LESETEXT »

┄┄┄┄┄┄┄┄┄┄

# Ebay: Aufräumen...



## Markus (24 Mai 2008)

Hallo,

hier mal meine Auktionen:

http://search.ebay.de/_W0QQsassZsps-forum_de

Wird noch mehr - wir räumen auf...


----------



## Kai (24 Mai 2008)

> CPU ist gebraucht, aber funktionsfähig!
> 
> Auf dem gehäuse sind leichte Rückstände einer Beschriftung, die lassen sich aber leicht entfernen.
> 
> ...


 
http://cgi.ebay.de/SPS-Siemens-SIMA...ryZ78704QQssPageNameZWDVWQQrdZ1QQcmdZViewItem

Verkaufst Du die Teile privat oder als Firma?  

Gruß Kai


----------



## Kai (24 Mai 2008)

Siehe dazu auch die folgende FAQ der Wettbewerbszentrale:



> *Was muss ich bei Auktionen im Internet beachten?*
> 
> Achtung: Seit dem 01.04.2008 gelten neue Musterbelehrungen zum Widerrufs- bzw. Rücktrittsrecht im Fernabsatzhandel. Zu den Folgen der neuen Belehrungen vgl. Frage 6a. Zu den Auswirkungen der umstrittenen Entscheidungen des Landgerichts Halle, des Kammergerichts Berlin und des Oberlandesgerichts Hamburg vgl. Frage 6b.

┄┄┄┄┄┄┄┄┄┄

Einträge zum Auffinden benannter Dinge:
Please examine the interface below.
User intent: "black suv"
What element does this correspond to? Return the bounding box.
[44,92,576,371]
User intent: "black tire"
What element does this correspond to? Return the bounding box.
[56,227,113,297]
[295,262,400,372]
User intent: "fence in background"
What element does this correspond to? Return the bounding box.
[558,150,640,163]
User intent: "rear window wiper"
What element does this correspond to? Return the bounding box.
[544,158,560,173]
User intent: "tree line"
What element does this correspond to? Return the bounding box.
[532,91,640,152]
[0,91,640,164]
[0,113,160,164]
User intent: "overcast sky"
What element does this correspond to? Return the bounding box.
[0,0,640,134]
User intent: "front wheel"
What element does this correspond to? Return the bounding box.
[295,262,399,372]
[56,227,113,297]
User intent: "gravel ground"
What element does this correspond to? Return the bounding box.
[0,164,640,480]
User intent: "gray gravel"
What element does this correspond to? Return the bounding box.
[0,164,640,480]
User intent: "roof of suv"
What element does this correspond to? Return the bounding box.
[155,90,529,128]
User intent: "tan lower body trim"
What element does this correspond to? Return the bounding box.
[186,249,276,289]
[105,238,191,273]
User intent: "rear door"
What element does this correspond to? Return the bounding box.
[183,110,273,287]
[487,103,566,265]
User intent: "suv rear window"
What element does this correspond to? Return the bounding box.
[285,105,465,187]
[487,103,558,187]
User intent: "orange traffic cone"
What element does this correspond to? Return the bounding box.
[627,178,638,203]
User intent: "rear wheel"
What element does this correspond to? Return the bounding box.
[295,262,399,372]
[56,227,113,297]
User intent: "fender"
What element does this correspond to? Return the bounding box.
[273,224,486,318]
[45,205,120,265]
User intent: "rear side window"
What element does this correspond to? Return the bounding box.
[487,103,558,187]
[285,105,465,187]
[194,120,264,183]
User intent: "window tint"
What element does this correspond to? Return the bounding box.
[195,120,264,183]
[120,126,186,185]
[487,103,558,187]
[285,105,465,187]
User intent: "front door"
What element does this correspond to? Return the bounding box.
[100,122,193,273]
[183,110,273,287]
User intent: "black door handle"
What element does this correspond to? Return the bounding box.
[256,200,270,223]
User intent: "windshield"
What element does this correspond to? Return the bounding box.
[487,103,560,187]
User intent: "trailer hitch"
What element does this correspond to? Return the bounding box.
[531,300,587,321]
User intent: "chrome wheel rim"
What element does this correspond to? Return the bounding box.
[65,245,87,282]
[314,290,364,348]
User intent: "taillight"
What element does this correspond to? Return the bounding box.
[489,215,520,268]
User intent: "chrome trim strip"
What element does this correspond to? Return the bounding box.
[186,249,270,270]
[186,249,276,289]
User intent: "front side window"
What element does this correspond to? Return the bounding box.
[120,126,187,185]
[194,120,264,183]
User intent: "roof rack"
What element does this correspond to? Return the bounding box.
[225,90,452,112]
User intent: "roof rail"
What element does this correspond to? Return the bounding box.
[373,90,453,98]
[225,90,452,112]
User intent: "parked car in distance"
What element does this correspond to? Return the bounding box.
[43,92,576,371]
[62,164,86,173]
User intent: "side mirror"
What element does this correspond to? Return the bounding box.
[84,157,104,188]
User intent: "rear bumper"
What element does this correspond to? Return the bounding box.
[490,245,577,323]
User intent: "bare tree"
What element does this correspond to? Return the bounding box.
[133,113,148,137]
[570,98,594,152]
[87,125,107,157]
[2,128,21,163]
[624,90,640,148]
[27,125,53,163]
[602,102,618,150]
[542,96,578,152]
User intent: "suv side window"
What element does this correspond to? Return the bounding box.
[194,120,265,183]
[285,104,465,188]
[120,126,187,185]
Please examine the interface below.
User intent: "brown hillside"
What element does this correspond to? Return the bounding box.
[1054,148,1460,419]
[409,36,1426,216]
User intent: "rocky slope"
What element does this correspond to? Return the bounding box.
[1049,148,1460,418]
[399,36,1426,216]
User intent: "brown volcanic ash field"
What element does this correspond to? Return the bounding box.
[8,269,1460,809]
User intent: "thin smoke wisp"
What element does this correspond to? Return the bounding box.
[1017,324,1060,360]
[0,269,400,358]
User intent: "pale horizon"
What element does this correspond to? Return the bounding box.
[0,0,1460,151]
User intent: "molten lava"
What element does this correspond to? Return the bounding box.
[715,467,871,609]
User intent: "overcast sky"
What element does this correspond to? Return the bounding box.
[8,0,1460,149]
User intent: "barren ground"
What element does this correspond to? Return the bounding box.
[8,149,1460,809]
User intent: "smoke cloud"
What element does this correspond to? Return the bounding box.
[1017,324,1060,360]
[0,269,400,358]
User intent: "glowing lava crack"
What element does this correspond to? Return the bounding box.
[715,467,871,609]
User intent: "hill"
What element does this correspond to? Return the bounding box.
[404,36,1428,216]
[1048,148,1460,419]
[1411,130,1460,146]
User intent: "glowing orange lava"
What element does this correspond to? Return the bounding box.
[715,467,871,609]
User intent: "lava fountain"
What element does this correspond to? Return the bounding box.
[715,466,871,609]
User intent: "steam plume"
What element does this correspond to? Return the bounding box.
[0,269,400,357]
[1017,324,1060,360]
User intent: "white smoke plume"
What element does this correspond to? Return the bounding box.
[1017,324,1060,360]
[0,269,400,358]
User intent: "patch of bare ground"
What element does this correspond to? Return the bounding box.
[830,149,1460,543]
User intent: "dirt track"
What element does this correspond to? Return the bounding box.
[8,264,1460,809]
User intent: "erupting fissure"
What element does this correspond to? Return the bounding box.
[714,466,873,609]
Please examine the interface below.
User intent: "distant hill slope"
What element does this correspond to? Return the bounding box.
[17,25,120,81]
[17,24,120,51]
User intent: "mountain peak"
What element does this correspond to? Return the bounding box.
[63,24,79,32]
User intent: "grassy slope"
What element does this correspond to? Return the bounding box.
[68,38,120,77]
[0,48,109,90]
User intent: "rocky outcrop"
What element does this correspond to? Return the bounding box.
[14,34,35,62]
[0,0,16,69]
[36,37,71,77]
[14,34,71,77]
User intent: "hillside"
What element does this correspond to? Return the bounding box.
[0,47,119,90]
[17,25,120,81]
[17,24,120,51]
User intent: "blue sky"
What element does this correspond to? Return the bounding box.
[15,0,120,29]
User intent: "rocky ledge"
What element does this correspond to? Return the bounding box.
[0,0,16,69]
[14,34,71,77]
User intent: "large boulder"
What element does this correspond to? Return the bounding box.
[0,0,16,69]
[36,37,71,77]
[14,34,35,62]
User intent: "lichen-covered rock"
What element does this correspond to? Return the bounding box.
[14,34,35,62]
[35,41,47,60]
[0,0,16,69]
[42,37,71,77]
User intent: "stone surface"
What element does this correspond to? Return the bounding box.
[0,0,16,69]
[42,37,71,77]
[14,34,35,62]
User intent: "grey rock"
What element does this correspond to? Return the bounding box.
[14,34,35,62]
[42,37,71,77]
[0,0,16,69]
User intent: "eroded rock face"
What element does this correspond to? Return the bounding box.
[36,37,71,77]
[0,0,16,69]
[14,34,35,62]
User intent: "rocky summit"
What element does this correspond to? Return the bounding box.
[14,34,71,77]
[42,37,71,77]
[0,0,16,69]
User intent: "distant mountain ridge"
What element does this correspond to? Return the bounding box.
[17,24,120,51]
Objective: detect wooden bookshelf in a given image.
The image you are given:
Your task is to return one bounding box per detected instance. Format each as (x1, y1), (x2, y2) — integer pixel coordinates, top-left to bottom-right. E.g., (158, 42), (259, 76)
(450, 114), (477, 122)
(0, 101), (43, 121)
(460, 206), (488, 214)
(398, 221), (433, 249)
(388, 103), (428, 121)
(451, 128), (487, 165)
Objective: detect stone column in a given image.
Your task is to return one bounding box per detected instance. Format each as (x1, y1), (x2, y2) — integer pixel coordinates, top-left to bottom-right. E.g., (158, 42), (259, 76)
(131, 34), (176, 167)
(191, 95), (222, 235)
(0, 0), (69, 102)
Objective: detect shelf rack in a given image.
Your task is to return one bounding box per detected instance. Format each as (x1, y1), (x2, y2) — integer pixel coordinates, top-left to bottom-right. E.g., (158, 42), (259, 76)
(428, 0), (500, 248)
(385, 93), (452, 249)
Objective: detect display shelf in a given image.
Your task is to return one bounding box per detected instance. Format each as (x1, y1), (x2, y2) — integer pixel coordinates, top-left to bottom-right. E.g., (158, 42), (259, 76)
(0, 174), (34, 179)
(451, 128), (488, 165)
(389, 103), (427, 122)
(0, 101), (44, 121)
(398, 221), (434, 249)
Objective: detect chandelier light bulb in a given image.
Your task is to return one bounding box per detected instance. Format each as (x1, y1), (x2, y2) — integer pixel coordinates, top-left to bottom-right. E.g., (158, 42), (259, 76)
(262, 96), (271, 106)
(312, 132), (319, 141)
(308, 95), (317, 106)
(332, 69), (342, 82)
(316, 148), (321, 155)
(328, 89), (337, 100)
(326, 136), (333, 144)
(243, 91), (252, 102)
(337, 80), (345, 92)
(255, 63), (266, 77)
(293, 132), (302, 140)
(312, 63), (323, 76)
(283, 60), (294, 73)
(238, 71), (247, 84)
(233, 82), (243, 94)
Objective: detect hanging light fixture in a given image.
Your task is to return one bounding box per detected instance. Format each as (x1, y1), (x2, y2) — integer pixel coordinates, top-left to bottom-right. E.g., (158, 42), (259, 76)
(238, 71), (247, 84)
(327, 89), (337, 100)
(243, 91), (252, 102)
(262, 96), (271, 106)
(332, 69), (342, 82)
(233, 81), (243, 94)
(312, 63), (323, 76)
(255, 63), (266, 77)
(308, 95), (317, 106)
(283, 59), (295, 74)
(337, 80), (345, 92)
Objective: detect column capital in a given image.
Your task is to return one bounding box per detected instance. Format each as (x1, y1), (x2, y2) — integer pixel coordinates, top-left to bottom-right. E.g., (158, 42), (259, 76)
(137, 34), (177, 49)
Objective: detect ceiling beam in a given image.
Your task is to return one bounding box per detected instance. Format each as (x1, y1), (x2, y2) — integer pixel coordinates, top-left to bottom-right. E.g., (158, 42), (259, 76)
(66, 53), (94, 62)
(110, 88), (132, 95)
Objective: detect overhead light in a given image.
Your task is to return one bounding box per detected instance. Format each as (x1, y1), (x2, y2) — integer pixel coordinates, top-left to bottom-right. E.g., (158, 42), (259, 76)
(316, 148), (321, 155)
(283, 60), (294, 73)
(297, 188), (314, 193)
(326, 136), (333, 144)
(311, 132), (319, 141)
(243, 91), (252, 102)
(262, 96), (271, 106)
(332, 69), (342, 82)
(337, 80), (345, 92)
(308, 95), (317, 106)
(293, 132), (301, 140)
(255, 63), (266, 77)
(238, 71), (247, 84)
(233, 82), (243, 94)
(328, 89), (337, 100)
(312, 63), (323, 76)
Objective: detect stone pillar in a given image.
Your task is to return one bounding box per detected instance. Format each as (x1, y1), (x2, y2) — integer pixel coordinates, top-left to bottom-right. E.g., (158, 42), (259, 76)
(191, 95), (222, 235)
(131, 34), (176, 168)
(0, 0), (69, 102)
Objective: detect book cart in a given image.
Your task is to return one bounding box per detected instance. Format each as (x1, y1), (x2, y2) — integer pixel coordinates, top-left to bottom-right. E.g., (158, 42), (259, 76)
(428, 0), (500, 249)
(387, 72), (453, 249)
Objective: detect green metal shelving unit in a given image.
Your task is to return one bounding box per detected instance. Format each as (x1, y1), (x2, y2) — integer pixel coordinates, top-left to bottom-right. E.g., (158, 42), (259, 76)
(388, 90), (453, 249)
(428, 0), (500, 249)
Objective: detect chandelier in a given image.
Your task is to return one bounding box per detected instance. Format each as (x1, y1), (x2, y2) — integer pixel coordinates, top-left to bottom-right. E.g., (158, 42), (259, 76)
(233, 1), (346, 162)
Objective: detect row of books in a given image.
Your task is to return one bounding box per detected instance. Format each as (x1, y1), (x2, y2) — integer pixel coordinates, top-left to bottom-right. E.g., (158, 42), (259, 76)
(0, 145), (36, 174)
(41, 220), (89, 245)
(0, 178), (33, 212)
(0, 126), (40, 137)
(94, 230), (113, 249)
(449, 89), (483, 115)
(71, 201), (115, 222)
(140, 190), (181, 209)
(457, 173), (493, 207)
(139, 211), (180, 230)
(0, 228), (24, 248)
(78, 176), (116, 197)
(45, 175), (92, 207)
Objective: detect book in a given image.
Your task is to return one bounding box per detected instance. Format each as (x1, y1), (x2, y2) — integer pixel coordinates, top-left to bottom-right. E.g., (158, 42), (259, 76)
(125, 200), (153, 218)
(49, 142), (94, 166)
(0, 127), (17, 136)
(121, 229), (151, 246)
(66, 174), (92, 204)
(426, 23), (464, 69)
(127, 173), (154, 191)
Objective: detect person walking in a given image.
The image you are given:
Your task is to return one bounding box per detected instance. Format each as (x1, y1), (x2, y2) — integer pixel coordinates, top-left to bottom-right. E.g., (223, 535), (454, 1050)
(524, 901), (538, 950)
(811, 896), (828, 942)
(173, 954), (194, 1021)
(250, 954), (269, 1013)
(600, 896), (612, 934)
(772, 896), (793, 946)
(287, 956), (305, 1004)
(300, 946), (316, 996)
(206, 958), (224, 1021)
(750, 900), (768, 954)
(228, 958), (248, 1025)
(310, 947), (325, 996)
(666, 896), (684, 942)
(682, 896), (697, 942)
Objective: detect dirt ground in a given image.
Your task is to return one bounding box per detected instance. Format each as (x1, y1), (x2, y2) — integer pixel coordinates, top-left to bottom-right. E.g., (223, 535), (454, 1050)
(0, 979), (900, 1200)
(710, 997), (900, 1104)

┄┄┄┄┄┄┄┄┄┄

AUFGABEN ZUR ÜBUNG »
1 - Nenne alle Gerichte, die im Forenthread über Ebay-Auktionen genannt werden.
2 - Schreib den Forenthread über Ebay-Auktionen weiter, anschließend an den letzten Satz.

ERWARTETE ERGEBNISSE »
1 - Landgericht Halle, Kammergericht Berlin, Oberlandesgericht Hamburg

2 -
> 
> ...


 
http://www.wettbewerbszentrale.de/de/branchen/ecommerce/faq/4/

Gruß Kai


----------



## Markus (24 Mai 2008)

meine leider mal wieder "zu ehrlich" gemeinten ausführungen über die rechtssprechung in diesem drecks... ähhhh deutschland habe ich entfernt und nachdem ich mit meinem atemübungen fertig war auf anraten von kai ALLE (!! ich bin so doof !!!... ALLE - ich dreh durch...) Auktionen geändert...

jetzt mache ich nochmal atemübungen und dann kann ich raus...


----------



## nade (24 Mai 2008)

Servus Markus. erstmal hast gemerkt das irgentwie die Sicherheit des Forums durch Fremdspamer wieder etwas umgangen wurde?
Und das andere ist, hast in dem BEstand auch irgentwelche CP´s oder "kleine OP´s für die 300er Serie?


----------



## Markus (24 Mai 2008)

habe fast alle cps da, aber die verkaufe ich nicht unter preis - brauche ich zum basteln...

op7 liegen auch noch welche rum, aber die bleiben als ersatzteil --> werden auch nicht verschenkt...


----------



## nade (24 Mai 2008)

Ruhisch Brauner, von verschenken war nicht die Rede.
Geschenkt wäre zwar ein feiner Zug, aber es war nur eine Frage. Je nach Preis hätte ich ihn für auch nur rumzubasteln nicht bezahlt, aber für Nichts hätte ich sie auch nie gewollt. Wuhhhsahhhhh


----------



## Oberchefe (25 Mai 2008)

Was ist denn bei der SLC500 für eine CPU drin? 5/0x?


----------



## Gerhard Bäurle (25 Mai 2008)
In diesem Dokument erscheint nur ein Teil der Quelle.